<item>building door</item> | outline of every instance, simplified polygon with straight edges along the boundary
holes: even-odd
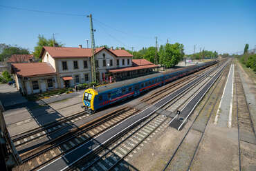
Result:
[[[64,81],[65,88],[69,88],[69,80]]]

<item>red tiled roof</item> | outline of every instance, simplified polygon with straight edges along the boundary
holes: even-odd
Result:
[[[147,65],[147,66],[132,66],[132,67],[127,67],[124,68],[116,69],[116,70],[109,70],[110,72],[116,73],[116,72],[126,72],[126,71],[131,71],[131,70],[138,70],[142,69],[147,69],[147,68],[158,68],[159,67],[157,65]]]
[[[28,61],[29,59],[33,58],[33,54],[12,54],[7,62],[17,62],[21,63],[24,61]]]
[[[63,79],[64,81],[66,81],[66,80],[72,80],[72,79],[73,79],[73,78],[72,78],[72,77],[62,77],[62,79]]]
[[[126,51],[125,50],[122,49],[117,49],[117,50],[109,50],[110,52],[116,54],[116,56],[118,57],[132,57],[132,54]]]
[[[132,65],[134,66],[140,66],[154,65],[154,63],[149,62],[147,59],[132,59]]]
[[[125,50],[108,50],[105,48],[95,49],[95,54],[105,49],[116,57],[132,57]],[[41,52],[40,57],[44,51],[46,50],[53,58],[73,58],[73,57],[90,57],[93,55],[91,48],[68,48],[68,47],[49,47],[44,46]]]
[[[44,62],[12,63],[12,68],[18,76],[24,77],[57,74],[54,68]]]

____________

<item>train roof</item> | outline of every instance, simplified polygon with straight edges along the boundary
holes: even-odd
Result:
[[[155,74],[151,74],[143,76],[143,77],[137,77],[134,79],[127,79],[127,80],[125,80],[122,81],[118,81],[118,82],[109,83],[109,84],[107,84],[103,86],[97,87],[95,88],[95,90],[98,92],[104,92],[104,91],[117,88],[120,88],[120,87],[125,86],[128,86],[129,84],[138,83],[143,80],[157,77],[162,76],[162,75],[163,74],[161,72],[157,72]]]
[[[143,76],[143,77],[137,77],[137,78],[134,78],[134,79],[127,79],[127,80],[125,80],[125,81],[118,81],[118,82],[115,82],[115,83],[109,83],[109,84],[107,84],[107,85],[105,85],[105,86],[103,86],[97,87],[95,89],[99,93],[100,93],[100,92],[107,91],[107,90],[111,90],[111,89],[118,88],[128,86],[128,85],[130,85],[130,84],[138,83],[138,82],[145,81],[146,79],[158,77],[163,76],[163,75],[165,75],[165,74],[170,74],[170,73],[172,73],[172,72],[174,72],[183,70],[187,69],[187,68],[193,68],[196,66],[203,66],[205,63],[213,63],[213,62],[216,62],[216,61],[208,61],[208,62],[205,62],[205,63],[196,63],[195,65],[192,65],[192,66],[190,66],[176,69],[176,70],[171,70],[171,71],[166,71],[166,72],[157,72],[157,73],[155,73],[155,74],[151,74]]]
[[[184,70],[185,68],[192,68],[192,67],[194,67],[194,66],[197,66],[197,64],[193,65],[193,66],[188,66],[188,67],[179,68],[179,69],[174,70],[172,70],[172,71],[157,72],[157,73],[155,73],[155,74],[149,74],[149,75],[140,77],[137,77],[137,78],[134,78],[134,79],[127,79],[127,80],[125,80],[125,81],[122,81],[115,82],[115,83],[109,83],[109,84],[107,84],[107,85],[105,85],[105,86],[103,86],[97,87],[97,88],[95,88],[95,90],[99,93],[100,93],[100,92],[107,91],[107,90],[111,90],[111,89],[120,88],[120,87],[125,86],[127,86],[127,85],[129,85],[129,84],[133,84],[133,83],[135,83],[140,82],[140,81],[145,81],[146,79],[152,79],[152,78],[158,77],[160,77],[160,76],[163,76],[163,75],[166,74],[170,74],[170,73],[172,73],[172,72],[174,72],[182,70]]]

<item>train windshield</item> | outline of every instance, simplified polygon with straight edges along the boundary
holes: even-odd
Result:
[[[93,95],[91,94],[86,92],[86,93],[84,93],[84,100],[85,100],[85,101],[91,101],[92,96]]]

____________

* Given task:
Return each line of the items above that contains the word "every", copying those lines in full.

* Written response:
<item>building door</item> | outline of every instance, simplified polygon with straight edges along the boundary
<item>red tiled roof</item> | outline of every instance, simplified polygon with straight edges along the boundary
<item>train roof</item> | outline of every instance, simplified polygon with straight edges along the boundary
<item>train windshield</item> | outline of every instance, simplified polygon with straight edges along the boundary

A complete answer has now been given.